***** Source information *****

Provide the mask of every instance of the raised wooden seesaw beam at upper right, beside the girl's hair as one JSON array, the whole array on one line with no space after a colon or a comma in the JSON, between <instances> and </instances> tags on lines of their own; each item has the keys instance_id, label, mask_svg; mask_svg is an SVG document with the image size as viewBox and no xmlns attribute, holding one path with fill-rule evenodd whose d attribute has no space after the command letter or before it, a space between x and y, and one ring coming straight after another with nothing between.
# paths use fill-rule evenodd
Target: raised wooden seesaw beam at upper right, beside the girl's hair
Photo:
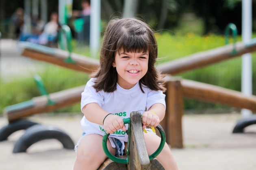
<instances>
[{"instance_id":1,"label":"raised wooden seesaw beam at upper right, beside the girl's hair","mask_svg":"<svg viewBox=\"0 0 256 170\"><path fill-rule=\"evenodd\" d=\"M231 54L233 47L233 45L226 45L208 51L194 53L186 57L159 64L156 68L161 70L163 73L174 75L208 66L210 64L215 64L223 60L232 59L234 57L239 57L243 54L256 51L256 39L252 39L251 43L246 45L242 42L236 43L237 53L234 55Z\"/></svg>"}]
</instances>

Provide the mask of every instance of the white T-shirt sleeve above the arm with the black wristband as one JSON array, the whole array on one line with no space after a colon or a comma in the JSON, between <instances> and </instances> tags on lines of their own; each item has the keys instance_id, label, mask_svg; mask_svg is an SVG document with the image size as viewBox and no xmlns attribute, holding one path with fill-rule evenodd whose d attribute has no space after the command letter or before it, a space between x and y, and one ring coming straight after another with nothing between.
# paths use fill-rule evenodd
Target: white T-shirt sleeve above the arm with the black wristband
<instances>
[{"instance_id":1,"label":"white T-shirt sleeve above the arm with the black wristband","mask_svg":"<svg viewBox=\"0 0 256 170\"><path fill-rule=\"evenodd\" d=\"M90 79L85 86L85 90L82 92L81 110L89 103L97 103L100 107L104 104L104 91L96 92L93 85L93 79Z\"/></svg>"}]
</instances>

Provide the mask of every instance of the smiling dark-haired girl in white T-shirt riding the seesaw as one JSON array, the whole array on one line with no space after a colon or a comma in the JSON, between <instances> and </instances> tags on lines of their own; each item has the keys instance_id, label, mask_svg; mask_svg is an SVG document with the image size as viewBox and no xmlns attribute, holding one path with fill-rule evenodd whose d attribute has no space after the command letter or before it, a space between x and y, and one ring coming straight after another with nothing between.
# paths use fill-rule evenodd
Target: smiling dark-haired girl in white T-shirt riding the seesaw
<instances>
[{"instance_id":1,"label":"smiling dark-haired girl in white T-shirt riding the seesaw","mask_svg":"<svg viewBox=\"0 0 256 170\"><path fill-rule=\"evenodd\" d=\"M84 131L76 145L74 170L96 170L107 158L102 149L102 136L110 133L108 150L122 155L127 147L128 125L124 118L132 111L142 114L143 129L156 127L165 116L165 87L154 64L157 43L154 33L144 22L134 19L113 19L108 23L100 53L100 67L91 74L82 93L81 120ZM111 114L110 114L111 113ZM158 148L161 138L144 133L148 154ZM165 170L178 170L176 161L165 143L156 157Z\"/></svg>"}]
</instances>

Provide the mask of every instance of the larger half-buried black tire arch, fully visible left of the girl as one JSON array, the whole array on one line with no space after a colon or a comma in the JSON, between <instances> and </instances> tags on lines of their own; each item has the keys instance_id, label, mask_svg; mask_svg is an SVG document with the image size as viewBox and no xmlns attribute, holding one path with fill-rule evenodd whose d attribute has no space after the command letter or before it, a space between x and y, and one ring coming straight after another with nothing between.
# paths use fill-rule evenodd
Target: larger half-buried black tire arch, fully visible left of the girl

*****

**Your task:**
Transcribe the listing in full. Leave the pictures out.

**Exercise solution:**
Provide the mask of every instance of the raised wooden seesaw beam at upper right, beside the girl's hair as one JSON array, the whole array on one line with no space after a colon or a comma in the JSON, between <instances> and </instances> tags on lines of their own; each item has the keys instance_id, label, mask_svg; mask_svg is an SVG document with the image size as viewBox and no xmlns attribute, holding one path with fill-rule evenodd whose d attribute has no space after the command letter or before it, a space between x and y, and one ring coming straight after another with nothing between.
# paths use fill-rule evenodd
Target: raised wooden seesaw beam at upper right, beside the girl's hair
Photo:
<instances>
[{"instance_id":1,"label":"raised wooden seesaw beam at upper right, beside the girl's hair","mask_svg":"<svg viewBox=\"0 0 256 170\"><path fill-rule=\"evenodd\" d=\"M231 54L233 47L233 45L226 45L208 51L194 53L186 57L159 64L156 68L161 70L163 73L174 75L208 66L210 64L215 64L223 60L232 59L234 57L239 57L243 54L256 51L256 39L252 39L251 43L246 45L242 42L236 43L237 53L234 55Z\"/></svg>"}]
</instances>

Provide the mask of every instance of the white T-shirt sleeve above the arm with the black wristband as one JSON array, the whole array on one line with no space after a colon or a comma in the JSON, between <instances> and </instances> tags on lines of their own; each item has the keys instance_id, label, mask_svg; mask_svg is an SVG document with the image size as viewBox and no xmlns attribute, holding one path with fill-rule evenodd whose d attribute has no space after the command letter or before it, a space between x and y, and one ring coming straight after another with nothing between.
# paths use fill-rule evenodd
Target: white T-shirt sleeve above the arm with the black wristband
<instances>
[{"instance_id":1,"label":"white T-shirt sleeve above the arm with the black wristband","mask_svg":"<svg viewBox=\"0 0 256 170\"><path fill-rule=\"evenodd\" d=\"M90 79L85 86L85 90L82 92L81 110L89 103L97 103L100 107L104 104L104 91L96 92L93 85L93 79Z\"/></svg>"}]
</instances>

Provide the mask of every instance of the smiling dark-haired girl in white T-shirt riding the seesaw as one JSON array, the whole array on one line with no space after a colon or a comma in the JSON, between <instances> and </instances> tags on lines of their own; each item has the keys instance_id, label, mask_svg; mask_svg is an SVG document with the image size as viewBox and no xmlns attribute, holding one path with fill-rule evenodd whose d attribute has no space after the command letter or before it, a space between x and y, and one ring coming straight after another with nothing between.
# paths use fill-rule evenodd
Target: smiling dark-haired girl in white T-shirt riding the seesaw
<instances>
[{"instance_id":1,"label":"smiling dark-haired girl in white T-shirt riding the seesaw","mask_svg":"<svg viewBox=\"0 0 256 170\"><path fill-rule=\"evenodd\" d=\"M84 131L76 145L74 170L96 170L107 158L102 149L102 136L110 133L108 150L122 155L127 147L128 125L124 118L132 111L142 114L143 129L156 127L165 116L165 87L154 64L157 43L154 33L144 22L134 19L113 19L108 23L100 53L100 67L91 74L82 93L81 120ZM111 114L110 114L111 113ZM158 148L161 138L144 133L148 154ZM165 170L178 170L176 161L165 143L156 157Z\"/></svg>"}]
</instances>

Provide the mask of every instance of the larger half-buried black tire arch, fully visible left of the girl as one JSON array, the whole array on one line with no space after a colon or a comma in the JSON, between <instances> and </instances> tags on lines of their own; each item has the keys instance_id, label, mask_svg; mask_svg is an SVG document with the image size as viewBox and no xmlns attribute, holding one path with fill-rule evenodd whose d attribute has no space after the command letter or before it, a space between x and y, and one ring coming straight after another with nothing between.
# paths use fill-rule evenodd
Target: larger half-buried black tire arch, fully visible left of the girl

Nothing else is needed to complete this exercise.